Your goal: Output every line below as it stands, dropping only the images.

Dataset entries:
* * * * * * * * *

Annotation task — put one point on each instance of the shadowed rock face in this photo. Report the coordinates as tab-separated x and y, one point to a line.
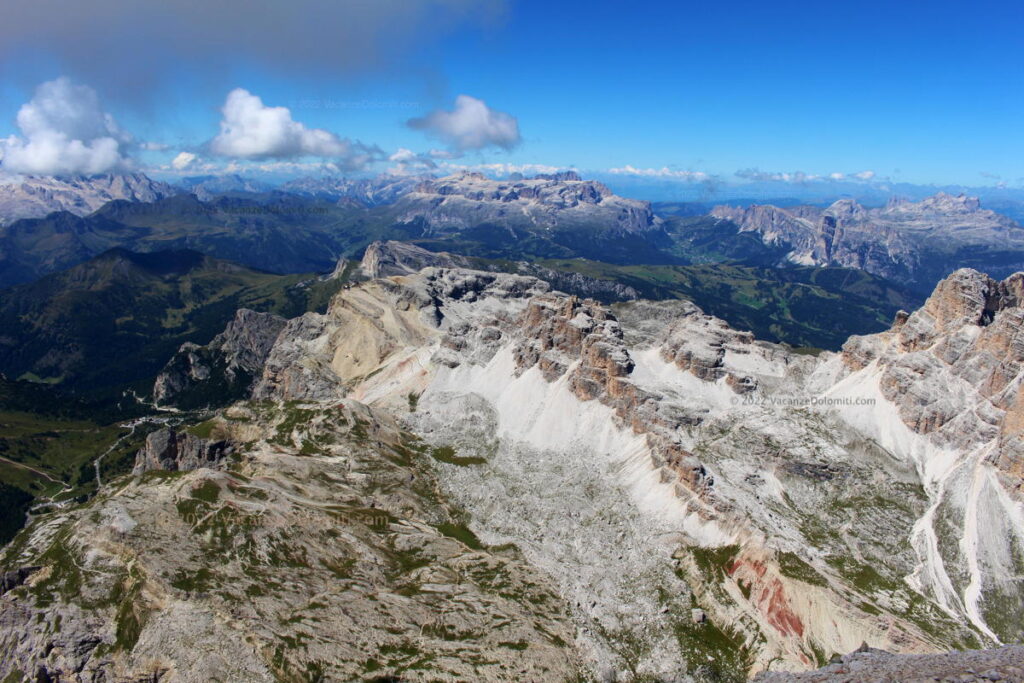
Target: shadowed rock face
643	460
907	242
1006	664
223	370
952	368
171	451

* * * * * * * * *

Completed exercise:
Annotation task — put one point on each instance of the shadowed rock face in this photo. Report the coordinates as tab-separated x and y, one point to a line.
Target: shadowed rock face
643	460
907	242
1006	664
223	370
952	368
171	451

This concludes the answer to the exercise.